(Prompt) Copy the passage of the St. Louis de Monfort reflection between "That’s what St." and "of his own.", inclusive, swapping "detachment" for "freedom".

(Extract)
St. Louis de Monfort grew up in France with a dad known for having the most “fiery temper in all of Brittany… He was a volcano frequently erupting.” St Louis confessed that his temper was as bad as his father’s.  He’s most often remembered as a man with an almost incomparable passion & zeal.  

Mainly because of this, and my questionable ability to reign in my own emotions, I have a deep love for this Saint.

I re-read a story this morning about his priestly life that I can’t seem to let go of – 

“In the town of Pontchateau, St. Louis inspired the peasants to build a huge monument to the Passion of Christ on a neighboring hill.  For 15 months, hundreds of peasants volunteered their skills and labor to build it.  When completed, it stood as a massive structure, a real labor of love, and on the day before it was supposed to be dedicated by the bishop, word got back to Louis that his enemies had convinced the government to destroy it.  (The had lied to the authorities, saying that the structure was actually meant to be a fortress against the government.). 

When Louis received this disappointing news, he told thousands of people who had gathered for the blessing ceremony, ‘We had hoped to build a Cavalry here.  Let us build it in our hearts.  Blessed be God.’”  

I’ve spent the last 15 months working on opening a small business in Haiti.  By the time you are reading this, it will be open, and it will be almost 4 years to the day after the initial idea.  

I’m trying to imagine if on Monday, it was torn down. 

Tens of thousands of donor dollars, 

Hundreds of hours of work & training & learning, 

Years of dreaming of a worthy outcome. 

Gone.  Because of a lie?  Because of evil?

Passion couldn’t explain the fire that would erupt in my heart.  

My heart races imagining it – the faith that it would take to respond

“We had hoped to build [this] here.  

Let us build it in our hearts.  

Blessed be God.”

I can’t imagine.  

And so, I am forced to find a place in my soul to imagine.  A place that will allow me to release all attachment to my will – and gain a full appreciation of God’s will.  

That’s what St. Louis de Monfort had in that moment.  He didn’t just have obedience, or faith; he had a detachment from his worldly desire that exceeded his passion or zeal for any goals of his own.  

He spent 15 months and recruited hundreds of laborers to build a cavalry for the distinct and sole purpose of honoring the Passion of Christ – and 24 hours after it was completed, it was destroyed.  He responded – Blessed be God.  A response that so, so many years later I am holding close. 

In Haiti, more so I believe than in many other places, things like this are actively happening every day. Haiti is currently in the middle of a civil crisis and a building being destroyed is hardly far-fetched.

I am a person who perhaps feels more passion than most, and to release that in the midst of every high and low into the hands of God is something that I still don’t know that I am capable of.

Collected data
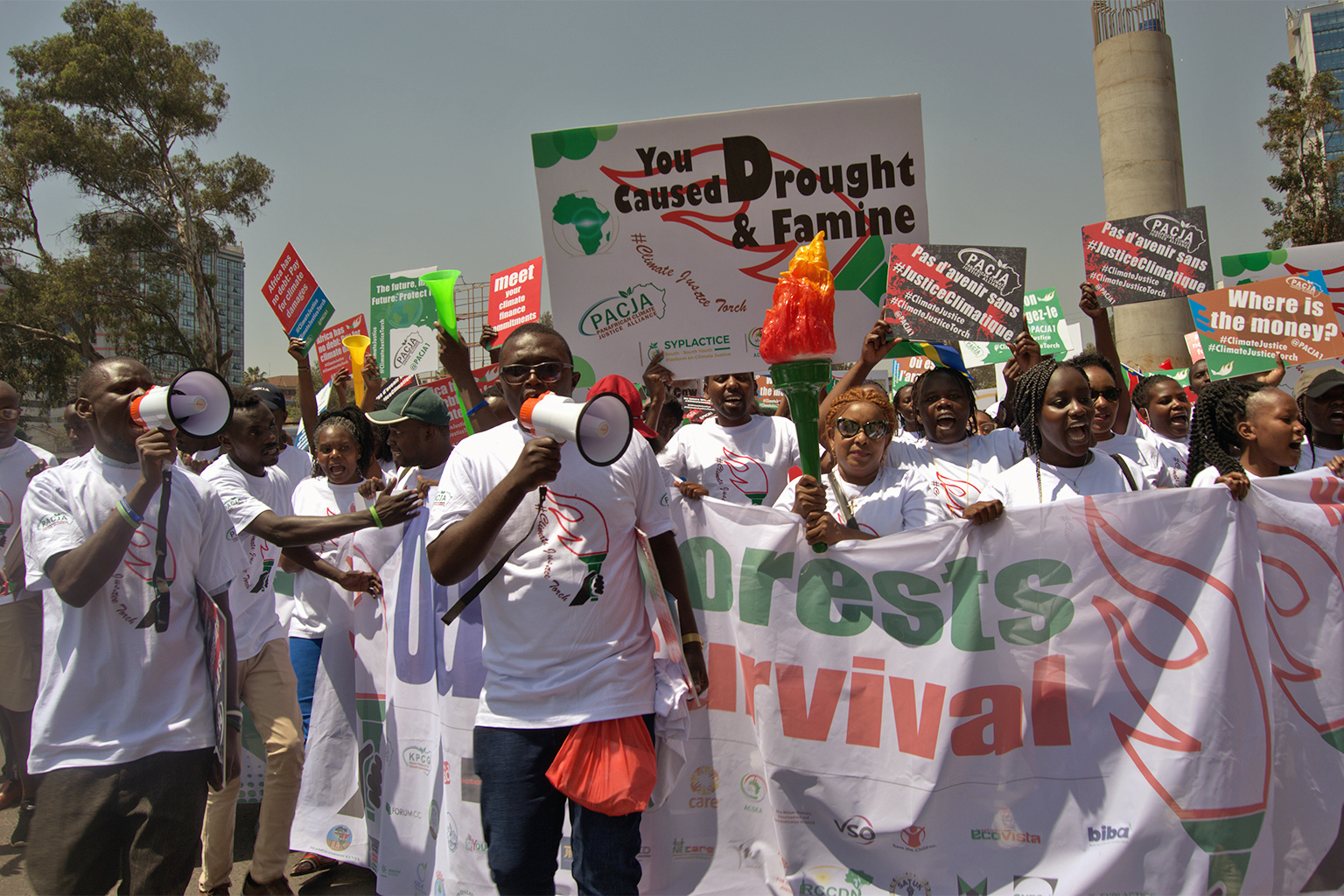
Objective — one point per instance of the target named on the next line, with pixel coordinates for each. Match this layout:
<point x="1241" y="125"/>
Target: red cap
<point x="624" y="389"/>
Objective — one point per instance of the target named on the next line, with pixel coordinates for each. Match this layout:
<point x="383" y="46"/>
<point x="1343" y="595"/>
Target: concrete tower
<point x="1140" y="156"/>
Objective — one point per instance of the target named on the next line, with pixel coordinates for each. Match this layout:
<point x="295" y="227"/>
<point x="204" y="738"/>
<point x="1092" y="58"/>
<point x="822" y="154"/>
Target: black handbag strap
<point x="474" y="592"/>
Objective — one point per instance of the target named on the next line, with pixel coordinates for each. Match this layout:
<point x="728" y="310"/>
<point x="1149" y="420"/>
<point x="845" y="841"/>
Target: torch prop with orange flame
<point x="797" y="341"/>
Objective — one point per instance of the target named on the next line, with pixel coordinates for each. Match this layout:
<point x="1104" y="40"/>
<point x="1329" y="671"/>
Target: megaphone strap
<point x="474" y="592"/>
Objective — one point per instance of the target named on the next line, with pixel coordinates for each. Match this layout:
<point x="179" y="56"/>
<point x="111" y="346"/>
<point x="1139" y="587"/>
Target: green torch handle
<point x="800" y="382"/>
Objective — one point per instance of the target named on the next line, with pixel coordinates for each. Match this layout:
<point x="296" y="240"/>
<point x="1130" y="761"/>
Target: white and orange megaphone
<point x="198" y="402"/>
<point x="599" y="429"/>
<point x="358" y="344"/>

(Exercise response)
That’s what St. Louis de Monfort had in that moment.  He didn’t just have obedience, or faith; he had a freedom from his worldly desire that exceeded his passion or zeal for any goals of his own.